= DOCUMENT =
----

Director John Crowley (“Brooklyn”) & Co. treated Donna Tartt’s Pulitzer Prize-winning novel the way Warner Brothers treated the works of J.K. Rowling — as if they’d be pilloried for leaving ANYthing out.

But let’s blame Amazon Studios for that, in this case. A 2:24 running time picture fits the co-producing company’s streaming priorities, and they no doubt signed on with visions of Oscar nominations dancing in their heads.

The high-end sheen, the sparkling cast that includes Nicole Kidman, Jeffrey Wright, Luke Wilson and Sarah Paulson? That’s the Warners touch.

It’s a tale of loss and grief, guilt and regret, of longing and corruption and “You never know what’s going to change your future.”

And that “sheen?” It bubbles up as texture and subtext, a world of art and antiques, Beethoven and bespoke suits, all swirling around a tragedy at a museum where the 17th century painting by Carel Fabritius that gives the film its title once hung.

----

= DIRECTIONS FOR THIS TASK =
Carry the film review forward from its final sentence, keeping its tone and style. The data that comes next has no connection to the film review.

= INFORMATION PROVIDED =
----

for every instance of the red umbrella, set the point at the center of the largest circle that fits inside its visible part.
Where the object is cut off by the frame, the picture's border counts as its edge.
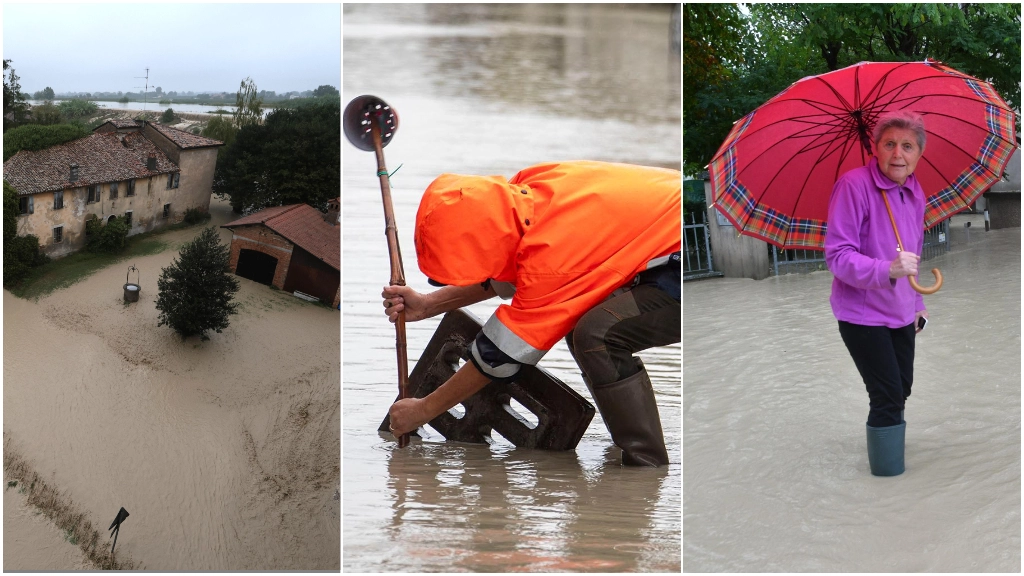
(773, 175)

----

= THE REPLY =
Tweenage Theo (Oakes Fegley of “Pete’s Dragon,” very impressive) is taken to the home of a family he once knew, because he can think of no one else after the shock. He was at the Metropolitan Museum of Art with his mother. An explosion killed her and many others, and as his one-time actor/father skipped town some time before, Theo’s at a loss.

The authorities make a compelling case to Mrs. Barbour (Nicole Kidman), but one gets the sense she’d have said “Yes” in any event. There’s an old money remove about her, old money that married old money and wound up in an antiques-packed Manhattan townhouse with three children and an Upper Class Twit (“Do you sail, Theo?”) husband (Boyd Gaines). That doesn’t mean she lacks compassion.

Theo has night terrors and is wracked by guilt. His voice-over narration has told us “It was my fault,” and he believes it. But the Barbours indulge him, and he finds another father figure in the antiques restorer (Jeffrey Wright) whom he visits to deliver something another victim of the explosion begged him to pass on.

Hobie lives above the shop, and he’s taken in the ward of his now-dead partner. Theo remembers redheaded Pippa (Aimee Laurence) from the museum. Now, she’s recovering and they take comfort in each other’s company, even though they’re strangers.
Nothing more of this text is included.